■ Set exercise
Gather each line of the listing below that contains the string "boat" and copy every one of them in full.
※
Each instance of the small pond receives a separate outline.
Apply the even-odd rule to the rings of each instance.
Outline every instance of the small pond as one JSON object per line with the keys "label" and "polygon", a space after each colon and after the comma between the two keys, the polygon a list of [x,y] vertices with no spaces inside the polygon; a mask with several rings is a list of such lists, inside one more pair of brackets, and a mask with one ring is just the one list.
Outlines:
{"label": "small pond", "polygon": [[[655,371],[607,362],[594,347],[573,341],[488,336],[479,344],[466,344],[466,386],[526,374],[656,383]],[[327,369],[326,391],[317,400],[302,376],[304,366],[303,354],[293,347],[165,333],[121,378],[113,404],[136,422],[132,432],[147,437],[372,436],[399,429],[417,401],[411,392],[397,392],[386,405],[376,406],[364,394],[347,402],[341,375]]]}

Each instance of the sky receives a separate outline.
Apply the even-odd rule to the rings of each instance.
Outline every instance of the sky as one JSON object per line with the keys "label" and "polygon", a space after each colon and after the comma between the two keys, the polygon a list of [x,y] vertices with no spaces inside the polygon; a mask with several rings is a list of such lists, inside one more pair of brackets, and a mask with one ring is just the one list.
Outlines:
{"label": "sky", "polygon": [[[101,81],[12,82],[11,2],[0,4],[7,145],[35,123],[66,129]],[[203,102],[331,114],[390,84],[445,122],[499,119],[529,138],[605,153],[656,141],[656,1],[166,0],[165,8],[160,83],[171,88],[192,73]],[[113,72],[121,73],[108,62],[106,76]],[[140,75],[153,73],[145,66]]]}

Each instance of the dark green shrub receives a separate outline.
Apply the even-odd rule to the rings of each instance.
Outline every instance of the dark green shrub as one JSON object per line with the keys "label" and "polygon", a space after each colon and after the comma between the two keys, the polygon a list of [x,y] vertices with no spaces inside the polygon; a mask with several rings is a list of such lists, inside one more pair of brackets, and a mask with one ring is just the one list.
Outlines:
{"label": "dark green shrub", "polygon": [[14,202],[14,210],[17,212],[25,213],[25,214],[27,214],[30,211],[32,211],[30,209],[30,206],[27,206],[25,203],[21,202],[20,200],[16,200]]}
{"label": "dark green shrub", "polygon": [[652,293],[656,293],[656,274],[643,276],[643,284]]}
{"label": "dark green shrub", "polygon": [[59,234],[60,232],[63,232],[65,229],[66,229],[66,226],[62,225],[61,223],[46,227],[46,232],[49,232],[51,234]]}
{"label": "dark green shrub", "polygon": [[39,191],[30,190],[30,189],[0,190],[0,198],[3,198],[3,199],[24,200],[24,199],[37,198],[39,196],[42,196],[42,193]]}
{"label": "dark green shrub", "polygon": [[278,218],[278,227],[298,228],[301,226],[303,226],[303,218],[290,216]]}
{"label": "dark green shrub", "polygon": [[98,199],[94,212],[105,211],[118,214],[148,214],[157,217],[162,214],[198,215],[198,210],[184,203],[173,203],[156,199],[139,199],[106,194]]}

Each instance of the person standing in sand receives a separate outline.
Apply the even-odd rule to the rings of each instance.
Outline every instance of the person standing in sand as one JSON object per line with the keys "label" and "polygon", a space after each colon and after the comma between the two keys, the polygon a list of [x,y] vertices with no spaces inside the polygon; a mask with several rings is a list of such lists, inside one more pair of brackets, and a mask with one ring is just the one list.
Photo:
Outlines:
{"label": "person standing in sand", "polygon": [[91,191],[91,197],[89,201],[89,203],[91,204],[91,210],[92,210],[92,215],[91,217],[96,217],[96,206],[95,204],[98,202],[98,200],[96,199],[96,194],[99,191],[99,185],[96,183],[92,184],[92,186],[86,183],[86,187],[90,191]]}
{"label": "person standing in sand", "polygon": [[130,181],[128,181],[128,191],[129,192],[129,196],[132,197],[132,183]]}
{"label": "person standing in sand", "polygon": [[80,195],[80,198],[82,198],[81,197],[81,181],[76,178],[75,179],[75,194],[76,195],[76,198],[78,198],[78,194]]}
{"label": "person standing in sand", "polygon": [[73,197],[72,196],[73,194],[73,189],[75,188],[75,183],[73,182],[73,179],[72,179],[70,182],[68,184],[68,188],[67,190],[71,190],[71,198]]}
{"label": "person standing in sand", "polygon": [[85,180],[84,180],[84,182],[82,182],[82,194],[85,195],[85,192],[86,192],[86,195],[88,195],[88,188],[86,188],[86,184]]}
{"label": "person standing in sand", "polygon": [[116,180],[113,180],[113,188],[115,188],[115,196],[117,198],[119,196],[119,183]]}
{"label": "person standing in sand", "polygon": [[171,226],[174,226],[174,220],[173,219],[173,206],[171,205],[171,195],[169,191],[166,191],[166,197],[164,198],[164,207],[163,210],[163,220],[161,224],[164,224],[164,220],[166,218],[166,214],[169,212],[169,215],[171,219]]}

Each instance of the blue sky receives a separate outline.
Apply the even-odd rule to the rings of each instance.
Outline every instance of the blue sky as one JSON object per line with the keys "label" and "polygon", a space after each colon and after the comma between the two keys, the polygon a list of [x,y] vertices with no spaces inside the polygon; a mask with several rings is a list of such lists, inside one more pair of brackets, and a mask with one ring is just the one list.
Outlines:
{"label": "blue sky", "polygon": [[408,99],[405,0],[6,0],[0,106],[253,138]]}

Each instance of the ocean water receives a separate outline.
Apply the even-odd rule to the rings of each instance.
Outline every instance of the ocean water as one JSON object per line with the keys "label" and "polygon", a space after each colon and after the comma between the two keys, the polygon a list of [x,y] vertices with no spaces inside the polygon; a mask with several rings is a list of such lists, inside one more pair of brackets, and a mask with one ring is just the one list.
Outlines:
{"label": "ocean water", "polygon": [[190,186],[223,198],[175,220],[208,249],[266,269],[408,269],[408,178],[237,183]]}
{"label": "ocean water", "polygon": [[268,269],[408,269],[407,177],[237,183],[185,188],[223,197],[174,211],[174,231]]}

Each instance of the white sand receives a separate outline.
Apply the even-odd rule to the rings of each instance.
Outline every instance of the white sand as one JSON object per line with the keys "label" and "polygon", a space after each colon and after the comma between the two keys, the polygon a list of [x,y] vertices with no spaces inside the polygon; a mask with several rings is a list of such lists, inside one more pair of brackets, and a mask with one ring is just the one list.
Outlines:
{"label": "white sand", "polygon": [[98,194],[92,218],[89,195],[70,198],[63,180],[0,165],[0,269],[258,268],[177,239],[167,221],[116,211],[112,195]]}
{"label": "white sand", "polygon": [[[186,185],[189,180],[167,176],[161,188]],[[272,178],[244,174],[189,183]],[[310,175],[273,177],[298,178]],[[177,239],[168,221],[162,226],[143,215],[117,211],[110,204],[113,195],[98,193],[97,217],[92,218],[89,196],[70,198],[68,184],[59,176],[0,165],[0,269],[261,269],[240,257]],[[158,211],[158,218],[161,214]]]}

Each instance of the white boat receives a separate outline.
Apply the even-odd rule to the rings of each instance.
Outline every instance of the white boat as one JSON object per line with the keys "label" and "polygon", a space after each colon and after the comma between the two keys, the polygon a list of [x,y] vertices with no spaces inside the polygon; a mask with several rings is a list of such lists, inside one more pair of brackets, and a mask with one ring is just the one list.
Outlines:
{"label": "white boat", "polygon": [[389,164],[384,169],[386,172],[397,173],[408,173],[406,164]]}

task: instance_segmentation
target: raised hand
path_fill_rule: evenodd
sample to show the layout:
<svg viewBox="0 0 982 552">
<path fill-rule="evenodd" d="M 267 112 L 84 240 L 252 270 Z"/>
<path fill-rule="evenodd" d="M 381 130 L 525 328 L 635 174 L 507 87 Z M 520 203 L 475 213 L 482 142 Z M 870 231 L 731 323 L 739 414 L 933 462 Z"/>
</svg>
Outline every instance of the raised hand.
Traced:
※
■ Exercise result
Each instance of the white boat receives a separate outline.
Outline every instance of the white boat as one JSON object per line with the keys "label" and "polygon", a space after each colon and after the comma between the two keys, the polygon a list of [x,y] vertices with no spaces inside the polygon; a mask with several rings is a list of such lists, inside one more pair of brackets, and a mask with one ring is just the one list.
{"label": "white boat", "polygon": [[389,164],[384,169],[386,172],[397,173],[408,173],[406,164]]}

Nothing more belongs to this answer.